─── Extracted material ───
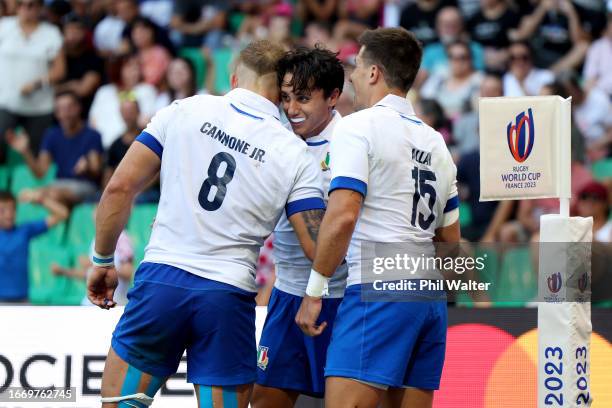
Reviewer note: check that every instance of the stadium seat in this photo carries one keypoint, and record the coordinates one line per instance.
(194, 54)
(81, 228)
(22, 178)
(222, 58)
(602, 169)
(139, 226)
(45, 288)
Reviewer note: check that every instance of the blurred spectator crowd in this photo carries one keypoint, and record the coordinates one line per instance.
(79, 79)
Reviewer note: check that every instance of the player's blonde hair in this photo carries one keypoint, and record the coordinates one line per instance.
(261, 57)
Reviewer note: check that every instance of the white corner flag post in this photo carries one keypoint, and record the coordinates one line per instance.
(525, 153)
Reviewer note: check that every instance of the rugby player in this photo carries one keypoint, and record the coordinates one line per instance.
(289, 362)
(393, 180)
(228, 170)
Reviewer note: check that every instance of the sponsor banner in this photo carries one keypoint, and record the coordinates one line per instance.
(525, 148)
(564, 352)
(66, 347)
(491, 358)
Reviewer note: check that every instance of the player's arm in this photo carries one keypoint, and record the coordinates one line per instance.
(337, 229)
(133, 174)
(349, 151)
(306, 225)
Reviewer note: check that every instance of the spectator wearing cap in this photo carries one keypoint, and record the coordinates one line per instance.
(597, 72)
(455, 90)
(74, 148)
(492, 28)
(449, 28)
(180, 83)
(522, 78)
(108, 33)
(593, 201)
(31, 61)
(105, 115)
(154, 58)
(555, 31)
(84, 69)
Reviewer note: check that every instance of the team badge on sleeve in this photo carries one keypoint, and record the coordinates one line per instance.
(262, 357)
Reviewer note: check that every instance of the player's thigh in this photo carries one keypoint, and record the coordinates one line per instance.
(120, 379)
(226, 397)
(343, 392)
(407, 398)
(264, 397)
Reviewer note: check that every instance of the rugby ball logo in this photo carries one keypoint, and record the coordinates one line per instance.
(521, 136)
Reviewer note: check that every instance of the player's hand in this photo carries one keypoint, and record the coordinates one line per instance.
(101, 285)
(81, 166)
(307, 316)
(19, 143)
(30, 87)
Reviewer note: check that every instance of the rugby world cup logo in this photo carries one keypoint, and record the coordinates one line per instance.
(554, 282)
(583, 282)
(521, 136)
(262, 357)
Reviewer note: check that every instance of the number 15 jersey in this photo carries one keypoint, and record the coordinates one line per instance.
(228, 170)
(403, 169)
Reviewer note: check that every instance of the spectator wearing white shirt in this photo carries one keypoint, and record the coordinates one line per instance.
(522, 78)
(105, 115)
(31, 60)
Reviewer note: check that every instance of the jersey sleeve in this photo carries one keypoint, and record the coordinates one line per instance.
(35, 228)
(349, 158)
(154, 135)
(307, 192)
(451, 208)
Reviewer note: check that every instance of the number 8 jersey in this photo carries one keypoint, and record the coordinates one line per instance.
(228, 171)
(403, 169)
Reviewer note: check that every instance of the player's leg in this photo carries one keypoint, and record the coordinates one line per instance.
(264, 397)
(223, 397)
(407, 398)
(221, 352)
(425, 368)
(125, 386)
(347, 393)
(149, 339)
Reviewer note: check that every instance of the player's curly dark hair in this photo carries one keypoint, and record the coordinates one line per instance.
(312, 68)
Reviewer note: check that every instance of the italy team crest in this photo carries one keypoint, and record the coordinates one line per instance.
(262, 357)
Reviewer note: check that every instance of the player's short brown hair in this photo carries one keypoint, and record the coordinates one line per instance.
(396, 51)
(261, 57)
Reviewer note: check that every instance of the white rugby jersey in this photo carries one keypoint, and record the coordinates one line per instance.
(228, 171)
(292, 266)
(403, 169)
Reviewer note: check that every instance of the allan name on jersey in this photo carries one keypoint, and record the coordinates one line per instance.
(232, 142)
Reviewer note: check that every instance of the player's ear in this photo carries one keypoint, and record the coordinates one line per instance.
(234, 80)
(333, 98)
(375, 74)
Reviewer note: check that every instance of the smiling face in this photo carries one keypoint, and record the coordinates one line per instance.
(308, 112)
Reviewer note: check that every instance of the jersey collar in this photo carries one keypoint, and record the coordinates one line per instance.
(326, 134)
(253, 101)
(397, 103)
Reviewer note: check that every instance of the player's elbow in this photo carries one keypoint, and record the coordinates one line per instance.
(345, 222)
(117, 187)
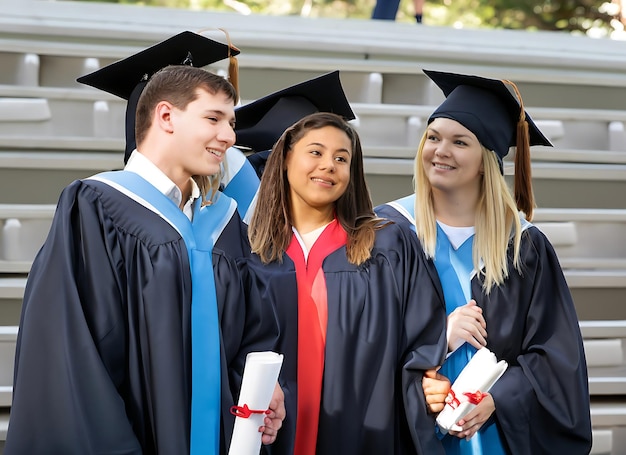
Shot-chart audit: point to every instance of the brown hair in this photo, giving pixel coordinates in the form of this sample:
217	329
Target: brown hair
270	229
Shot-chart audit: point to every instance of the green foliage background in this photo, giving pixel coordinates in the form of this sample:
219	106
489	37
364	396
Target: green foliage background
598	18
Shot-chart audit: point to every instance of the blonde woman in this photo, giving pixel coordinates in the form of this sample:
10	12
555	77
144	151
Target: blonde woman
502	282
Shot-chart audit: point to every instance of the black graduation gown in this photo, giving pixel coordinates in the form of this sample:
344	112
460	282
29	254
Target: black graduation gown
542	400
384	329
103	361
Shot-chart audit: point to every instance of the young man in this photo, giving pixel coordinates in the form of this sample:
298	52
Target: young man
135	323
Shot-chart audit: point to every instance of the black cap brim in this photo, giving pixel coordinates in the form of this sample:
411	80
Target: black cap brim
483	107
120	78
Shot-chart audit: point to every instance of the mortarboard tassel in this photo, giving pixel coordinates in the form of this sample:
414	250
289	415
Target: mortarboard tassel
233	66
523	189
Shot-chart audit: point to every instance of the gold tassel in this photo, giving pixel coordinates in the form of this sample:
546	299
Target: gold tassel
523	189
233	63
233	66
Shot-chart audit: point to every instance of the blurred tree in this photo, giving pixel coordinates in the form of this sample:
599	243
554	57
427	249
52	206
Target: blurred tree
592	17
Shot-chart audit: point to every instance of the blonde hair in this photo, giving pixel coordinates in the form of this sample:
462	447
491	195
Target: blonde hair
497	220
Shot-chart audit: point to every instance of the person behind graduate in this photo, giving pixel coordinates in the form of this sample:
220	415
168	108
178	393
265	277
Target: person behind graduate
356	333
502	282
135	321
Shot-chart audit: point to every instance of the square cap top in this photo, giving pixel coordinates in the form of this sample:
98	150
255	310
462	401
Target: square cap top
121	77
260	123
487	108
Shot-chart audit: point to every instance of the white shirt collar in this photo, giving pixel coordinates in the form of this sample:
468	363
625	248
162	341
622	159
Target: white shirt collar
141	165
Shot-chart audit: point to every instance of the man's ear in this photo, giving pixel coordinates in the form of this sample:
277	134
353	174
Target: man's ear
163	116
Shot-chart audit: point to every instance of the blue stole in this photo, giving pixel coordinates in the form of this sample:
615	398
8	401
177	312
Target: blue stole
199	237
455	269
244	184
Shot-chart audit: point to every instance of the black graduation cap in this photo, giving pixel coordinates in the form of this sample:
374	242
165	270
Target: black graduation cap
487	108
497	117
260	123
126	78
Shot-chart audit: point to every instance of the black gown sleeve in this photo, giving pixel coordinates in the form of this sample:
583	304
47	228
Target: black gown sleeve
65	396
423	329
542	400
248	323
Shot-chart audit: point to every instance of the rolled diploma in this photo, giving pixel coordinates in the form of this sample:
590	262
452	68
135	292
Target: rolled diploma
479	375
260	375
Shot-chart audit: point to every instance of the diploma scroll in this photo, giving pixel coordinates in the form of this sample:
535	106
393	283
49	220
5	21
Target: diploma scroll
260	375
477	378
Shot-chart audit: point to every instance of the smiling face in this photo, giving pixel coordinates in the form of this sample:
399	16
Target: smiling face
452	158
318	169
203	132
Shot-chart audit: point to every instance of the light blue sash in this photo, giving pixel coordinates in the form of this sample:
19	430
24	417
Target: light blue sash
199	236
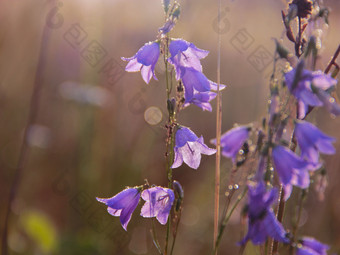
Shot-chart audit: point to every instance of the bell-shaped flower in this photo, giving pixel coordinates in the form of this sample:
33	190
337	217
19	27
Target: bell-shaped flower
292	170
262	222
188	148
144	61
233	140
300	85
310	246
312	141
202	99
158	203
185	54
123	204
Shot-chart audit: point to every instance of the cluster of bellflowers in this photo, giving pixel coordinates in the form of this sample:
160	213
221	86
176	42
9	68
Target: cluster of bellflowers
288	146
293	158
193	88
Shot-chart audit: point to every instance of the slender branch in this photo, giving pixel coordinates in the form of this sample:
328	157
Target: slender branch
154	238
218	132
226	219
332	62
280	211
24	149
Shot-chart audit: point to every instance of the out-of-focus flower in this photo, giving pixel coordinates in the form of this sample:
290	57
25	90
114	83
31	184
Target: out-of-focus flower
188	148
292	170
327	100
158	203
185	54
123	204
233	140
312	141
144	61
310	246
262	222
301	88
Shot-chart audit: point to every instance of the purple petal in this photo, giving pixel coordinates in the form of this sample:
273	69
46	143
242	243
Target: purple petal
184	135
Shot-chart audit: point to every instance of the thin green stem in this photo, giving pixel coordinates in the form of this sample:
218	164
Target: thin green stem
218	133
175	233
170	139
226	219
155	239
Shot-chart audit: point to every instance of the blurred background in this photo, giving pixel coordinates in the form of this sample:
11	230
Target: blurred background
99	129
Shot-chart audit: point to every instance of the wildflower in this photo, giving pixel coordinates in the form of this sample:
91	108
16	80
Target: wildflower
300	82
145	61
194	81
158	203
123	204
310	246
312	141
185	54
188	148
292	170
262	222
233	140
202	99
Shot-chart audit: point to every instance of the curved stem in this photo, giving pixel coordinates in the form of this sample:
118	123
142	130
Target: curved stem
226	219
218	133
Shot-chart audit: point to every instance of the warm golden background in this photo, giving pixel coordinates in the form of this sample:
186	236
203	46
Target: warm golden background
91	138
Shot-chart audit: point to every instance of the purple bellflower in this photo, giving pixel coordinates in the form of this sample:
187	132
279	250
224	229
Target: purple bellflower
188	148
144	61
158	203
302	89
202	99
262	222
292	170
233	140
185	55
312	141
123	204
310	246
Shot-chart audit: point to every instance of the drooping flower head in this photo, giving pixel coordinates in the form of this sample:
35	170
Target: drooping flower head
262	222
310	246
299	82
188	148
233	140
144	61
202	100
312	141
292	170
158	203
185	55
123	204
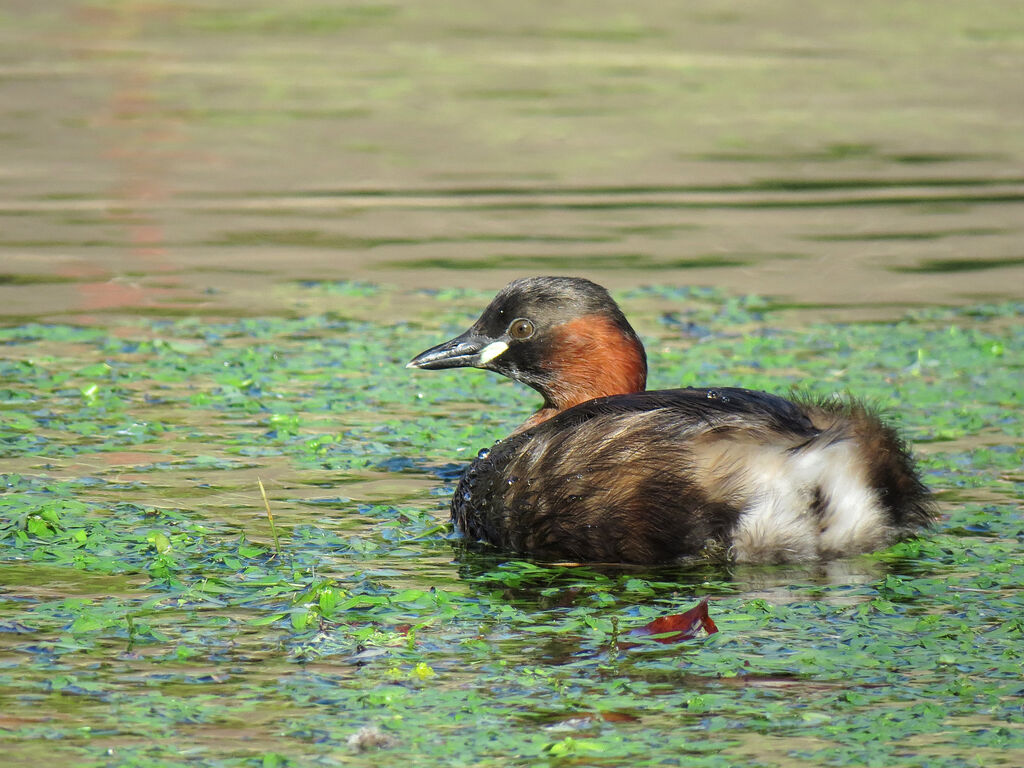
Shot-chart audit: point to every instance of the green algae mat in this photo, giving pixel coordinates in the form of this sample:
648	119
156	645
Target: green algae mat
154	613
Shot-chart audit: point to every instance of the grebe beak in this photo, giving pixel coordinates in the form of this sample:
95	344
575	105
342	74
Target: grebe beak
467	350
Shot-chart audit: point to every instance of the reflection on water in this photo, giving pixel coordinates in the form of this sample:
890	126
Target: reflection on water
217	160
189	158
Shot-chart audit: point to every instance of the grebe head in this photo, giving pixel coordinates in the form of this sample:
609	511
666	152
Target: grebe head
564	337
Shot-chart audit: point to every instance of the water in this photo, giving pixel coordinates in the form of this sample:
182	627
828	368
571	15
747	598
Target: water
193	158
169	171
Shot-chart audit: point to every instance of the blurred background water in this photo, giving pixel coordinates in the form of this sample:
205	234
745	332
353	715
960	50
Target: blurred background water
200	157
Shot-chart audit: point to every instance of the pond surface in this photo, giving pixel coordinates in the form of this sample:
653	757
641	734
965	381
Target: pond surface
224	227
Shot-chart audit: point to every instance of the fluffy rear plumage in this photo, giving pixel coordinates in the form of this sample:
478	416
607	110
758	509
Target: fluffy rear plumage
654	476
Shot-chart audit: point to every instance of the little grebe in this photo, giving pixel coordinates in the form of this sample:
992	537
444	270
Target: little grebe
606	472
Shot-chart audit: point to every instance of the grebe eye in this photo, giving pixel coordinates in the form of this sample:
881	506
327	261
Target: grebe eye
520	329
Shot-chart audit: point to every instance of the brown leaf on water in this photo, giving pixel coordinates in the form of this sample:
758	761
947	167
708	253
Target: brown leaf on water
681	626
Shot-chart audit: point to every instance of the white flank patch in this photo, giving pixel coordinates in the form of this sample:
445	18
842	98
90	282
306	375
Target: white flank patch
494	349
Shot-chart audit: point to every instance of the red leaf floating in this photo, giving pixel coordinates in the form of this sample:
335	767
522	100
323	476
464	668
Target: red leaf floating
682	626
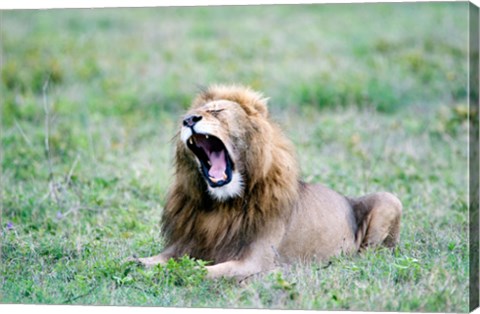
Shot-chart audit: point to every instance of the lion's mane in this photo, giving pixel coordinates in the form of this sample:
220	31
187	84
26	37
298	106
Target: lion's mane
218	231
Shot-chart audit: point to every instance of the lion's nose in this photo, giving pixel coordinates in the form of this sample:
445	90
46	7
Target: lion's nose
191	120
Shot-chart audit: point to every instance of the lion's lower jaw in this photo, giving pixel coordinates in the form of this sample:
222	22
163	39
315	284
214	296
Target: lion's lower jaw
230	190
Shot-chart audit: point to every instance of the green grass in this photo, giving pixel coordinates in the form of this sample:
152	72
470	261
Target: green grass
373	97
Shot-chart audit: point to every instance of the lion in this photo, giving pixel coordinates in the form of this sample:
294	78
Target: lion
237	200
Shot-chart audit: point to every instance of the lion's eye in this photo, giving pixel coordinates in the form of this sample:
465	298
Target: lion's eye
215	112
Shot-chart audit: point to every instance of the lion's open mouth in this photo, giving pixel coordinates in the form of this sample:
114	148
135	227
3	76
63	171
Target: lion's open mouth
214	158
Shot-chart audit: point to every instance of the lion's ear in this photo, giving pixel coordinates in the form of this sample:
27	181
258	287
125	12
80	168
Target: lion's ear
261	106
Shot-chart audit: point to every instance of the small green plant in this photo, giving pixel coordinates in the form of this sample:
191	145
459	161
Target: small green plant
184	271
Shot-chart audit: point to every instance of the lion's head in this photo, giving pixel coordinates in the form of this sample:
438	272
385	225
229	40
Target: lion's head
235	172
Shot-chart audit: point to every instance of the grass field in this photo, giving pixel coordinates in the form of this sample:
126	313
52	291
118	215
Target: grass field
373	96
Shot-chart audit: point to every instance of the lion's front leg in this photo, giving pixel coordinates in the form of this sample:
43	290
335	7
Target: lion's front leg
234	269
260	257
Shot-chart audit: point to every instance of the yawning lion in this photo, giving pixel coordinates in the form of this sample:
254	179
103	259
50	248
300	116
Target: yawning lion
237	200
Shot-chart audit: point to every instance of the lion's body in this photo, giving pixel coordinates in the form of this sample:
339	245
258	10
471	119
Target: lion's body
237	200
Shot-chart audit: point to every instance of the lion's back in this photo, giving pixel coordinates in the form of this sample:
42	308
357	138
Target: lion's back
321	225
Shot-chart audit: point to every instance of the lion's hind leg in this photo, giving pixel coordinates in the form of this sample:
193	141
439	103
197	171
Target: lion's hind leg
378	218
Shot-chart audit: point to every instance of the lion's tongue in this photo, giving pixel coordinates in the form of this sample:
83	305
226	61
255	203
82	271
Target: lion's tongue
219	165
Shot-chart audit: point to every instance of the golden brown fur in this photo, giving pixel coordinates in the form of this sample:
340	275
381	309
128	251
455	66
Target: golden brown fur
266	216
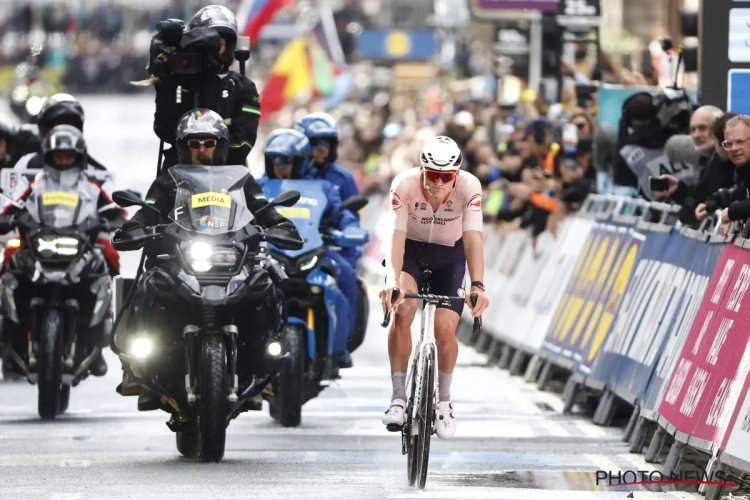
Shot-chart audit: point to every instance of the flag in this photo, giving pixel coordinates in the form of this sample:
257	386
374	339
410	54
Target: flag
312	64
289	77
255	14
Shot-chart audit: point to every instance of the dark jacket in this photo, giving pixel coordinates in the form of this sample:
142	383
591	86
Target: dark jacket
233	96
717	174
163	191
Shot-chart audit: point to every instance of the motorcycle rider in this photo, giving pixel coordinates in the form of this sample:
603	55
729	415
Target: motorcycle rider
320	129
202	138
211	33
65	161
7	143
286	154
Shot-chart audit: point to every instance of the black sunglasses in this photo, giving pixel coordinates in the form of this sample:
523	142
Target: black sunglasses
197	143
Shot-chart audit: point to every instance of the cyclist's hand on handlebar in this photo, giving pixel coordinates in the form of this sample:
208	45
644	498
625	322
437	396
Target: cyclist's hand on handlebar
481	304
386	300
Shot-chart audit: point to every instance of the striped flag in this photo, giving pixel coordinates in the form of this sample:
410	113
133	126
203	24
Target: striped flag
253	15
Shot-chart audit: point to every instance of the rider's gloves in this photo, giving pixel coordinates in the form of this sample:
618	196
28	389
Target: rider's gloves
134	229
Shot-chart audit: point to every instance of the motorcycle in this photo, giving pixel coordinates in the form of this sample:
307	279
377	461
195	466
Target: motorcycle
209	365
312	296
56	294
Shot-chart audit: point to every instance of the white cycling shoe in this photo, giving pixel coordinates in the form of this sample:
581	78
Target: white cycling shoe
445	426
395	416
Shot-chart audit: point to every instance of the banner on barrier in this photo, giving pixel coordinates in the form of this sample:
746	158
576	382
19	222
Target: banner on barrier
584	316
555	277
649	309
706	261
713	364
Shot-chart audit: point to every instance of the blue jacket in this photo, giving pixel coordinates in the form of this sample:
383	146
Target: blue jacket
341	218
339	176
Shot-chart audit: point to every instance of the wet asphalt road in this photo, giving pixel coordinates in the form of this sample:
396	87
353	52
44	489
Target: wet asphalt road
512	441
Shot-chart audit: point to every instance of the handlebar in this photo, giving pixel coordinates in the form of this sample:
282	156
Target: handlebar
432	298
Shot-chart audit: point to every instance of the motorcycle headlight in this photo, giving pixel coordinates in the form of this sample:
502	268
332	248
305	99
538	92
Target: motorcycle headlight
308	263
202	257
34	104
57	246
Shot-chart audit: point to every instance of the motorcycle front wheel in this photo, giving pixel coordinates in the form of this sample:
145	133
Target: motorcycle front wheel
213	404
49	364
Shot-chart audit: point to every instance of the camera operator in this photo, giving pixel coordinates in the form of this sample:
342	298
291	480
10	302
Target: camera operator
192	71
702	141
712	192
646	125
737	142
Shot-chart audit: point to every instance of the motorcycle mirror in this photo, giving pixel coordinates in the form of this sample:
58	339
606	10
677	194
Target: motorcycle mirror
355	203
284	243
285	199
127	198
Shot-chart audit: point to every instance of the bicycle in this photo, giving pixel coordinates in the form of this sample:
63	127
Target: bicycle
421	377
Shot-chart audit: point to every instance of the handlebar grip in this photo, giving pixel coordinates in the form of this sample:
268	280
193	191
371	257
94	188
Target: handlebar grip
387	317
478	320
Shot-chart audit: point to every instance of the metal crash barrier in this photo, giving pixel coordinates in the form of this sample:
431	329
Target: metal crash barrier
627	306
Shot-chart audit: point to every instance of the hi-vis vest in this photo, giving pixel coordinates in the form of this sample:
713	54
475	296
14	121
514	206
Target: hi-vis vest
645	163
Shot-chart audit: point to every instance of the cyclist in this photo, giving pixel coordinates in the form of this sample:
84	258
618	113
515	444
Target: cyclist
437	214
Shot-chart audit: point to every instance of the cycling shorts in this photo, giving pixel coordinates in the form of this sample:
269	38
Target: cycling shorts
448	266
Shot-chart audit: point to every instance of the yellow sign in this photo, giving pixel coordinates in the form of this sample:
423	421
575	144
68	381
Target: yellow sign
60	198
294	213
215	199
397	44
618	292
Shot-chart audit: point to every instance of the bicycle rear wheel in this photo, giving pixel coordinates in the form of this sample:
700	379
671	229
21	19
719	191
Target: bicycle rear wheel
419	451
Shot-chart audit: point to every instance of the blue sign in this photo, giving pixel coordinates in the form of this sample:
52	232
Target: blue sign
702	267
394	45
650	308
738	91
611	97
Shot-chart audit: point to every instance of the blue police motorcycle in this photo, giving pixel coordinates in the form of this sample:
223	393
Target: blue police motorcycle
313	299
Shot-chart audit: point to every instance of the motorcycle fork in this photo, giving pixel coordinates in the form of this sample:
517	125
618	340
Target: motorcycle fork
190	333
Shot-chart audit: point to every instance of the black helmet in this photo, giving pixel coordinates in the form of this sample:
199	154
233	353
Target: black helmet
222	20
202	124
64	138
58	110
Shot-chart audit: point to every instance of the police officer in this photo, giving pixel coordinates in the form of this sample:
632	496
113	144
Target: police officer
202	138
286	154
60	109
192	71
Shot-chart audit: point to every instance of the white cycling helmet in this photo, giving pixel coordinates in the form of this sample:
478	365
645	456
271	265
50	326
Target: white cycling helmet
441	153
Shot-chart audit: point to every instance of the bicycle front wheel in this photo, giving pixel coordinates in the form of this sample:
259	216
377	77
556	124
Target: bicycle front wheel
424	420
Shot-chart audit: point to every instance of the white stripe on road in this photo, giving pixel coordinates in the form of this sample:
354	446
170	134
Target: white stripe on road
603	463
590	430
554	428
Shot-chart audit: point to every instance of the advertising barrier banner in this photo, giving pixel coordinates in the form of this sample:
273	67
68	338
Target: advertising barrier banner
713	364
649	309
590	302
555	276
703	267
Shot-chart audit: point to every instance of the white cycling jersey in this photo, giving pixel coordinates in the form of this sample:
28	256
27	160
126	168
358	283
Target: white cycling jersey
460	212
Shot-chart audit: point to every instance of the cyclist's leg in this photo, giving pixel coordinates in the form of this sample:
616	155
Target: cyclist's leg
448	280
399	344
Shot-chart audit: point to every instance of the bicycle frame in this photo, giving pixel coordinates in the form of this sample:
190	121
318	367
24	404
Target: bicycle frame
426	338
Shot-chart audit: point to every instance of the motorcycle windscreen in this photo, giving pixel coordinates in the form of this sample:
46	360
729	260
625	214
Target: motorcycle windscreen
211	200
58	208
───
Direction »
Starting with the line that contains "Shot-chart audit: point to every instance of the police", output every line through the end of the listing above, unchanged.

Answer to the problem »
Shot-chart audit: point to every instance of the police officer in this photo, giving pixel coordinates in the form of this sample:
632	496
113	144
Target: police officer
202	138
286	154
60	109
192	71
Shot-chart audit: point to every instance of the white cycling helmet in this photo, giving pixel coordinates in the form of this sample:
478	365
645	456
271	265
50	326
Target: white cycling helmet
441	153
Shot-chart audit: point to every instance of the bicycle front wheel in this photo, giving pixel coordinates in the form of this sample:
259	216
377	77
556	124
Target: bicycle front wheel
424	420
Shot-chart audit: point to every instance of the white stripe on road in this photo, giving pixel coordinates in the form of this sample:
354	446
170	134
Target: white stripe on road
603	463
590	430
554	428
Shot-chart audit: point to every instance of the advertising barrier banner in this photo, giving pixel coordinates in the form of this sample:
273	67
68	338
Target: advertising barrier banner
713	364
649	309
590	302
555	276
703	267
Shot-chart audit: point to every instance of the white cycling jersey in this photo, giving pixel coordinates in the form of this sample:
28	256
27	160
126	168
358	283
Target: white cycling jersey
460	212
Shot-chart audit: point to every instance of the cyclist's leg in this photo, giving pixel coordinates in the form of this sample:
616	155
Target: cyclist's leg
448	280
399	344
Shot-chart audit: point to every instance of the bicycle frame in this photo, giving pixel coordinates in the form of this sample:
190	121
318	367
24	404
Target: bicycle frame
426	338
Shot-chart audit: point to every instance of the motorcycle windscreen in this photo, giving pixel coordinates in the form of this sample:
46	360
729	260
625	214
Target: motorcycle windscreen
211	200
58	208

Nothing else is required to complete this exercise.